**To be done**
Which lines in the material below contain the string "pagoda"? Pull out each of them in full.

### Task data ###

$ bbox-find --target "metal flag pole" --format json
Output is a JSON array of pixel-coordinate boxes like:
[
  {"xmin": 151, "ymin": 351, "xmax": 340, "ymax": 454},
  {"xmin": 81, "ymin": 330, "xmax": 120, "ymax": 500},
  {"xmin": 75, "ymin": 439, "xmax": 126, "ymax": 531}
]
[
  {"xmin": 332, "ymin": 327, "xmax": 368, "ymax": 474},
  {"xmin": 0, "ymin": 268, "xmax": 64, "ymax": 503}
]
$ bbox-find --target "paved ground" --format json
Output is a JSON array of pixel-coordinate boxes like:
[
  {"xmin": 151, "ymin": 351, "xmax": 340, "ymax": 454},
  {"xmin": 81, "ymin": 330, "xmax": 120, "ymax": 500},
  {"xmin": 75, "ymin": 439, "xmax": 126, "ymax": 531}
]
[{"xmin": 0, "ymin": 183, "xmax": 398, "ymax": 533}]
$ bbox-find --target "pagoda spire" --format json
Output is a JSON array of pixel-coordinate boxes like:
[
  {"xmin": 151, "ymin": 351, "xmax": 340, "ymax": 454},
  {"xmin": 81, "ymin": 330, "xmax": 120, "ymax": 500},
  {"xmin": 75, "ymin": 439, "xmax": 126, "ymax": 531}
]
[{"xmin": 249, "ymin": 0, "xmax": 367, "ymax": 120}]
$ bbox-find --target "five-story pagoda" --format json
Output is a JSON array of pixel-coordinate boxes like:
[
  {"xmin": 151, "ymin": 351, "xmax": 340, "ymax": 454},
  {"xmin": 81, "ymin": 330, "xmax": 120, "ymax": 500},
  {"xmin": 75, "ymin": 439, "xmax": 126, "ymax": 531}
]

###

**Reply**
$ bbox-find --target "pagoda spire" --format json
$ bbox-find --target "five-story pagoda" --format json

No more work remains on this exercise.